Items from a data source
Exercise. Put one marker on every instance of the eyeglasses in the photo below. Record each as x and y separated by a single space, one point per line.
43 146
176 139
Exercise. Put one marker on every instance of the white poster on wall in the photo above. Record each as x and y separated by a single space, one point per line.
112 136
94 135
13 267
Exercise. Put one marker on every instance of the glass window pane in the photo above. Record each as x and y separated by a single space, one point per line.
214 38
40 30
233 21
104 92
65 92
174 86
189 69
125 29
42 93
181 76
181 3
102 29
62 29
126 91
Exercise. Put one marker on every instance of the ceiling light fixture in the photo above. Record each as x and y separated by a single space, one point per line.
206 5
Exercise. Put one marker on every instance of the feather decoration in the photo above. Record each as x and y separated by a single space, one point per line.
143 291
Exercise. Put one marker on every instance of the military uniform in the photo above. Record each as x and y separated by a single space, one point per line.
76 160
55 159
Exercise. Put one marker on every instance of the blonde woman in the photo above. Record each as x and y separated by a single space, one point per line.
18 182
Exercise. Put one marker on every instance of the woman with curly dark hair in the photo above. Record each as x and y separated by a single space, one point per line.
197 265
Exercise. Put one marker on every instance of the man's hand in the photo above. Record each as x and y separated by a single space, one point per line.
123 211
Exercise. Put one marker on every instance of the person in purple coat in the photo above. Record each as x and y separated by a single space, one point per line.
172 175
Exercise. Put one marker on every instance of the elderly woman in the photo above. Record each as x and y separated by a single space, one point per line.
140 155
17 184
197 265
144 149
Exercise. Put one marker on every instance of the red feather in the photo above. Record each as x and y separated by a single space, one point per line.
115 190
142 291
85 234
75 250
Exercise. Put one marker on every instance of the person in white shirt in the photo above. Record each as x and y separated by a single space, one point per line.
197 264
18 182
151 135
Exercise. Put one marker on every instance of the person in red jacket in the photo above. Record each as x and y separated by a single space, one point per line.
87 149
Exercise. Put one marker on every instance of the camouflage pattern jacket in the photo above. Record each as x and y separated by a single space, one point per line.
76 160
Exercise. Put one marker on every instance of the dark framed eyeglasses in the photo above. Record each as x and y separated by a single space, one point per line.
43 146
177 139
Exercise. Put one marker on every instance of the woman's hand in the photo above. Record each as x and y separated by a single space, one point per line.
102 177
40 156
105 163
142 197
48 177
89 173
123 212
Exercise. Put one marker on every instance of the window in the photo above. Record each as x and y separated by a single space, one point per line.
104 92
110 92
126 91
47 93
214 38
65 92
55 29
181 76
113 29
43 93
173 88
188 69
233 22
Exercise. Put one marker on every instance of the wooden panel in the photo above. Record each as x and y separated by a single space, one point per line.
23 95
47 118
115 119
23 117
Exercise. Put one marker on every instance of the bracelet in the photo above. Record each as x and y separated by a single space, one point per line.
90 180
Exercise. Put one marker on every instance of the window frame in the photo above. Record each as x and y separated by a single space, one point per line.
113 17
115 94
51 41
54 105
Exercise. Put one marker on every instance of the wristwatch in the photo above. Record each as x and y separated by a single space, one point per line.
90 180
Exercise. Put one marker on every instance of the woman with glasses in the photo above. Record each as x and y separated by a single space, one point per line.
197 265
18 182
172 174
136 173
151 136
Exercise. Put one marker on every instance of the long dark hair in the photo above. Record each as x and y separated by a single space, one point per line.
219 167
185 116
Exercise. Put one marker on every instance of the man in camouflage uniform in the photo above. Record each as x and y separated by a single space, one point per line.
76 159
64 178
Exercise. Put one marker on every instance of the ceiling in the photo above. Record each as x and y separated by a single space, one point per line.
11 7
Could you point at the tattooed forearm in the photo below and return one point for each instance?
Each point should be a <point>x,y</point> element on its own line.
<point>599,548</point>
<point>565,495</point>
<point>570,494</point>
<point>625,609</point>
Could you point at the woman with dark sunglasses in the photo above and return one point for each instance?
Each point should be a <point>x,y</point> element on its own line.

EXERCISE:
One number is all the reply should hold: how many lines in these records include the word "Could".

SOLUTION BELOW:
2